Your objective:
Pictures must be left out. Retype exactly the lines from the one containing "sky, written as integer pixel values." through the last line of the records below.

Given data:
* * *

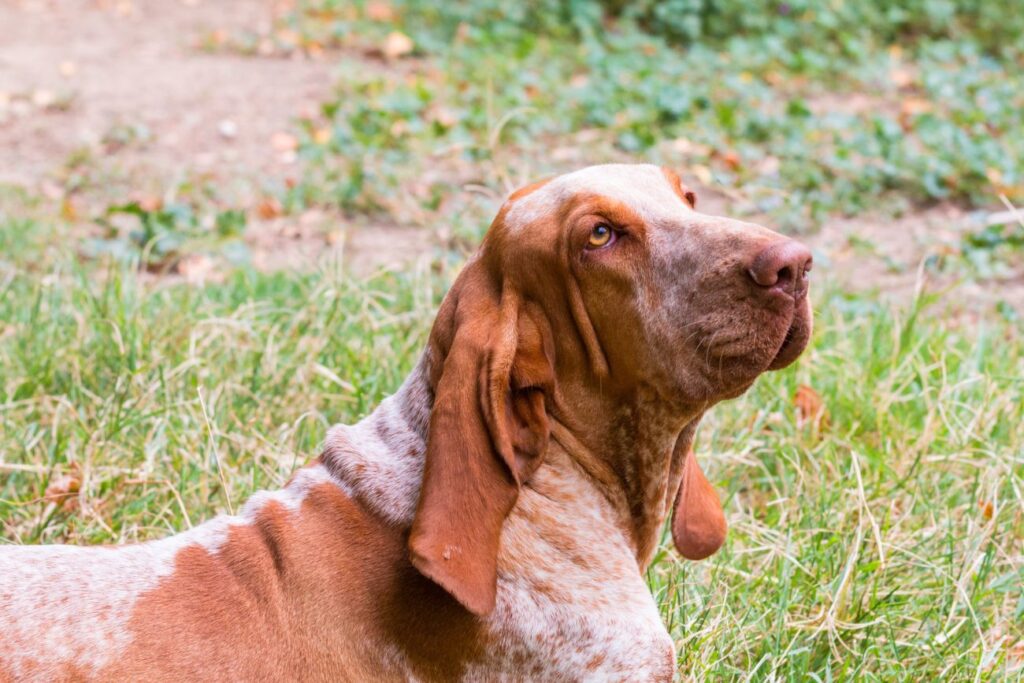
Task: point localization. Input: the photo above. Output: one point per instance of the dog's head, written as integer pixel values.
(599, 299)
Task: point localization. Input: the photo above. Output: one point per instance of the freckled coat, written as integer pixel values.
(493, 519)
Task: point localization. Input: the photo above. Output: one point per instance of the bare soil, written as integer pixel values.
(126, 84)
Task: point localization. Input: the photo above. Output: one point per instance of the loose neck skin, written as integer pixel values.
(636, 468)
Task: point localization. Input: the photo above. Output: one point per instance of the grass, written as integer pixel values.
(882, 541)
(883, 544)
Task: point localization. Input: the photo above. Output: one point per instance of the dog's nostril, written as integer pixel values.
(782, 265)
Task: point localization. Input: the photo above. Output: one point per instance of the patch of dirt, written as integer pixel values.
(92, 68)
(124, 85)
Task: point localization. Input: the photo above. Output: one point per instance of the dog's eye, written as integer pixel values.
(601, 236)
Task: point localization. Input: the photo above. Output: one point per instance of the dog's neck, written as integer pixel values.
(379, 461)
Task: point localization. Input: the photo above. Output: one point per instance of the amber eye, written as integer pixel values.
(601, 236)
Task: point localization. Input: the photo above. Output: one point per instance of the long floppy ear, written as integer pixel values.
(488, 430)
(697, 522)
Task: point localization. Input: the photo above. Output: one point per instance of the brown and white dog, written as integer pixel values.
(494, 518)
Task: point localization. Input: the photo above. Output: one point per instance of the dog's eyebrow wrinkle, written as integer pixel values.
(643, 187)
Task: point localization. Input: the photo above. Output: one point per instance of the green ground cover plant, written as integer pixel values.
(875, 491)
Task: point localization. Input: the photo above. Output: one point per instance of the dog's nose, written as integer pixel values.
(782, 265)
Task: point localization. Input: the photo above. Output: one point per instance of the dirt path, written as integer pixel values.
(76, 73)
(126, 85)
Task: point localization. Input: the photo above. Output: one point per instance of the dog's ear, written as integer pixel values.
(697, 522)
(493, 373)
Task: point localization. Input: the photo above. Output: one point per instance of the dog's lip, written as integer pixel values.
(794, 342)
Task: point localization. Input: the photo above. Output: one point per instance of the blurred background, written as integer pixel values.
(225, 224)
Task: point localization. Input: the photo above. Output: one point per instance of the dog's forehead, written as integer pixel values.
(643, 187)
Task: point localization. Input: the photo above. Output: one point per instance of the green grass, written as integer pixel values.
(860, 549)
(884, 543)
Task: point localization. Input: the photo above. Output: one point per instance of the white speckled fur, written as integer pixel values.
(571, 600)
(38, 582)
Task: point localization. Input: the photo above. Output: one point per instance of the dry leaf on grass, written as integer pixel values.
(810, 408)
(396, 45)
(62, 491)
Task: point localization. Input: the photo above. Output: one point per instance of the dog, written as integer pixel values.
(494, 518)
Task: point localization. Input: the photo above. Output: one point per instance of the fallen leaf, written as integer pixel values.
(901, 77)
(198, 268)
(396, 45)
(151, 203)
(284, 142)
(323, 135)
(379, 11)
(64, 489)
(702, 174)
(227, 129)
(731, 161)
(810, 407)
(43, 98)
(268, 208)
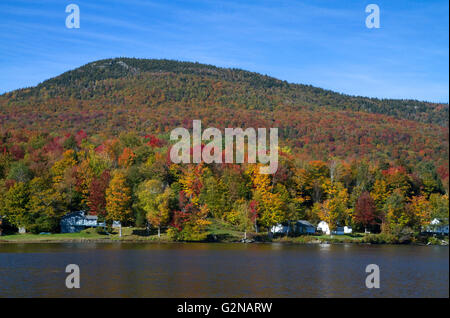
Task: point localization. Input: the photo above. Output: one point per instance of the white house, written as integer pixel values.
(304, 227)
(323, 226)
(437, 227)
(279, 229)
(340, 230)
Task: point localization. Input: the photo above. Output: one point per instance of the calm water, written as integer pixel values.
(222, 270)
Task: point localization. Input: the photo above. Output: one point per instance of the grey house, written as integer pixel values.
(77, 221)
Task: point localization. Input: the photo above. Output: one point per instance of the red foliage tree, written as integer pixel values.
(365, 210)
(97, 198)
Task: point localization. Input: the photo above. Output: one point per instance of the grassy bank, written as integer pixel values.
(219, 231)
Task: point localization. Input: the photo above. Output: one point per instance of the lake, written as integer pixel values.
(222, 270)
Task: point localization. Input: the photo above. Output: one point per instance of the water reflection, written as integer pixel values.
(222, 270)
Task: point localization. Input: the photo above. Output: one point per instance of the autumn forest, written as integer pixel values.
(97, 139)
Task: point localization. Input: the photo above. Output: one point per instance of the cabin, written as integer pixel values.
(437, 227)
(304, 227)
(77, 221)
(297, 227)
(323, 227)
(340, 230)
(280, 229)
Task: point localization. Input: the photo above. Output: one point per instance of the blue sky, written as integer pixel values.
(323, 43)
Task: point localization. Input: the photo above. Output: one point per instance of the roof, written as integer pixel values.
(305, 223)
(74, 213)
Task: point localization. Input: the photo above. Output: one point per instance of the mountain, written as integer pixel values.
(268, 92)
(111, 96)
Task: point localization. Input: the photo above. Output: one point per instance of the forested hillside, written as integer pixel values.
(96, 138)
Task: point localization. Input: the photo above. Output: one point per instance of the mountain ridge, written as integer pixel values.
(69, 83)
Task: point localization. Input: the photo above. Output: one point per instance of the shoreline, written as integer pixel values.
(163, 241)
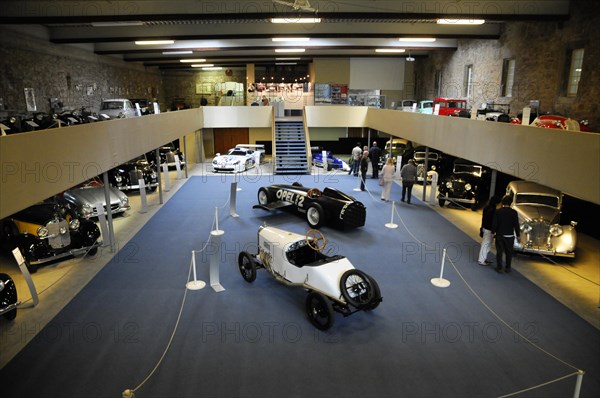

* * *

Exercise answer:
Task: point localization. Input: the photo above. Output: one point per instance of the blue sky, written as integer pixel values.
(323, 43)
Task: point localization. Input: the photo above. Output: one point per instance of the roof, written as integer pixel values.
(305, 223)
(74, 213)
Task: point localization. Input: the photo above. Output: one point per instance of the mountain, written as integer pixel values.
(268, 92)
(111, 96)
Task: point localization. Input: the photo above. Output: one point per instance of the forested hillside, written as integer pixel values.
(96, 138)
Task: point localization. Input: the photo above. Output: one point per instance of the mountain ridge, written as integer pixel values.
(69, 83)
Task: point localization. Input: the photo above. Output: one point per instance of the shoreline, written as integer pixel values.
(163, 241)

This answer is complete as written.